§ **Set exercise**
Rewrite every line of the records below, adding 144 to each bounding-box coordinate in the answers. Leave all other numbers in the records as they are.

§ **The input**
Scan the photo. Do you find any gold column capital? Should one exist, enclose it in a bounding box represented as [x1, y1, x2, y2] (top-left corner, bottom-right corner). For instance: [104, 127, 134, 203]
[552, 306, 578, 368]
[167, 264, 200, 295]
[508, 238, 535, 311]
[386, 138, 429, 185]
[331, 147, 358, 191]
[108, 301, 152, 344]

§ **Solution to the exercise**
Scan the photo. Do you find any gold column capital? Should one exist, enclose it in a bounding box represented as [x1, y1, x2, y2] (top-left corner, bottom-right corner). For instance: [104, 127, 134, 203]
[696, 450, 722, 512]
[311, 408, 344, 439]
[652, 382, 679, 455]
[530, 282, 573, 329]
[475, 291, 502, 335]
[252, 445, 296, 488]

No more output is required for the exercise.